▼
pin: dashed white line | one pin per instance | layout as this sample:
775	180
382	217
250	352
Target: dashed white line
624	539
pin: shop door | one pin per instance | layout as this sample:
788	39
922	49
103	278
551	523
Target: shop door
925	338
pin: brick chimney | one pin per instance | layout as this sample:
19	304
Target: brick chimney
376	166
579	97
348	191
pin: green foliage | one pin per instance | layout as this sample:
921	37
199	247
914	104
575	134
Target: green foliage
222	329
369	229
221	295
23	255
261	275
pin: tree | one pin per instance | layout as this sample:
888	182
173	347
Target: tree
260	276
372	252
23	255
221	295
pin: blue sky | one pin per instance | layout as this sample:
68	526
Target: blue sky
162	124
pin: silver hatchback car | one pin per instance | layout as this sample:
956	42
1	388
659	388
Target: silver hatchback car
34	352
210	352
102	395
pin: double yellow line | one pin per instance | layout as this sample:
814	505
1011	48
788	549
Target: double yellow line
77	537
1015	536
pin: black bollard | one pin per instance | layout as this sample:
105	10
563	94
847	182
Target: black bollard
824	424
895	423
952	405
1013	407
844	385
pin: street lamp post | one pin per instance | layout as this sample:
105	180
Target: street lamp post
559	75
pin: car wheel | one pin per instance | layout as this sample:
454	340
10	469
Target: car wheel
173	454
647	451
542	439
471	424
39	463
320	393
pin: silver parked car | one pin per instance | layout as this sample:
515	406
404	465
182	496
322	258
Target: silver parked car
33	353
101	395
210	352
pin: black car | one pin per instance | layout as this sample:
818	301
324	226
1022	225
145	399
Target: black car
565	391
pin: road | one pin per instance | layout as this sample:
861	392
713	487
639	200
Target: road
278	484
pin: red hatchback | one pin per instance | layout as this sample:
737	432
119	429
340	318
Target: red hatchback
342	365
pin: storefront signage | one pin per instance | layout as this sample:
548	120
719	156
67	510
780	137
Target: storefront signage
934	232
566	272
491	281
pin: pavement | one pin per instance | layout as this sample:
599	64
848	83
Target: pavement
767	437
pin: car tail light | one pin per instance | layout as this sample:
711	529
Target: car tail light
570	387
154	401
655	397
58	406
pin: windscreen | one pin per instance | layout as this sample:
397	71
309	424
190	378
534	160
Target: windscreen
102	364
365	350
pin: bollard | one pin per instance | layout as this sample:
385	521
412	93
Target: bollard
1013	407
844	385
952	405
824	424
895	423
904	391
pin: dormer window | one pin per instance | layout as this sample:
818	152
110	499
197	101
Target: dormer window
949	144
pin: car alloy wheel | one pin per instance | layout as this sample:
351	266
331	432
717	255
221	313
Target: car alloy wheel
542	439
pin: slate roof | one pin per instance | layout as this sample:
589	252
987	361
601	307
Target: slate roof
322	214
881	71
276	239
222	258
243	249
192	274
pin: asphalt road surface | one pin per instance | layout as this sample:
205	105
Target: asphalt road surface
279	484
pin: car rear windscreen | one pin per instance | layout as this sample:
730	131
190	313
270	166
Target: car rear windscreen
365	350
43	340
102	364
▲
## EXERCISE INSTRUCTIONS
Everything in the listing above should be duplicated exactly.

## EXERCISE ANSWER
pin: dashed white line | one pin per instance | layout as this sample:
775	180
382	217
250	352
Target: dashed white line
624	539
pin: shop door | one pin per instance | layout as this sample:
788	39
922	49
103	278
551	523
Target: shop door
925	338
pin: brick chimney | one pin per instance | layout as this sample:
19	304
Target: brick chimney
376	166
579	97
348	191
pin: green foliage | one pin per instance | layout as this sample:
921	37
199	247
914	104
575	134
Target: green foliage
222	329
369	229
221	295
23	255
261	275
pin: tree | one pin per instance | layout as this sample:
888	182
173	347
Target: tree
260	276
372	252
23	255
221	295
pin: blue sky | one pin per instance | layout as this sample:
68	526
Target: blue sky
162	124
pin: silver hatchback car | one pin per instance | layout as this sample:
956	42
1	388
659	388
Target: silver hatchback car
34	352
210	352
102	395
pin: double yellow line | one pin per instance | layout as this sample:
814	505
1011	48
788	549
Target: double yellow line
77	537
1015	536
pin: black bollard | one pin per instance | layout as this sample:
105	10
563	94
847	182
Target: black bollard
824	424
895	423
952	405
1013	407
844	385
pin: street lamp post | one pin per instance | layout as this sample:
105	180
Target: street lamp post
559	75
pin: car wheel | one pin per instance | layout as this sample:
454	340
10	469
Target: car wheel
173	454
647	451
542	439
471	424
39	463
320	393
pin: silver parked car | one pin per instance | layout as this sample:
515	406
404	465
182	496
322	258
Target: silver parked car
33	353
101	395
210	352
pin: black car | one pin per instance | layout as this sample:
818	301
324	226
1022	225
145	399
Target: black car
565	391
pin: road | one pin per instance | layout as this sample:
861	392
713	487
639	200
Target: road
278	484
pin: red hatchback | one pin per instance | layout as this sample:
737	432
119	429
340	318
Target: red hatchback
342	365
pin: storefront signage | one pin per instance | layout as this sample:
548	120
719	156
67	510
780	137
Target: storefront signage
934	232
566	272
491	281
pin: pavement | one pin per instance | layout as this sample:
599	64
848	83
Target: pavement
767	437
pin: car tail light | one pin per instance | layout as this sample:
711	529
Target: car tail light
570	387
154	401
655	397
58	406
pin: windscreen | one pin per instance | layout as this sample:
397	71
309	424
190	378
534	160
Target: windscreen
102	364
365	350
pin: bollard | one pin per instance | layout as this sample:
385	521
412	93
Target: bollard
1013	407
844	385
952	405
824	424
895	423
904	391
pin: dormer window | one pin per instance | layout as this sample:
818	152
110	499
197	101
Target: dormer window
949	144
pin: car alloy wheel | one pin per instance | layout as this sample:
351	266
331	432
717	255
221	313
Target: car alloy wheel
542	439
pin: slate roof | one pin per instance | layout as this sample:
589	252
987	361
601	307
Target: slate roof
322	214
881	71
276	239
222	258
243	249
192	274
pin: asphalt road surface | one pin per instance | layout as this sample:
205	105
Target: asphalt road surface
279	484
pin: car rear windscreen | one pin per instance | layout as this sample:
730	131
190	313
270	166
Target: car rear windscreen
365	350
43	340
102	364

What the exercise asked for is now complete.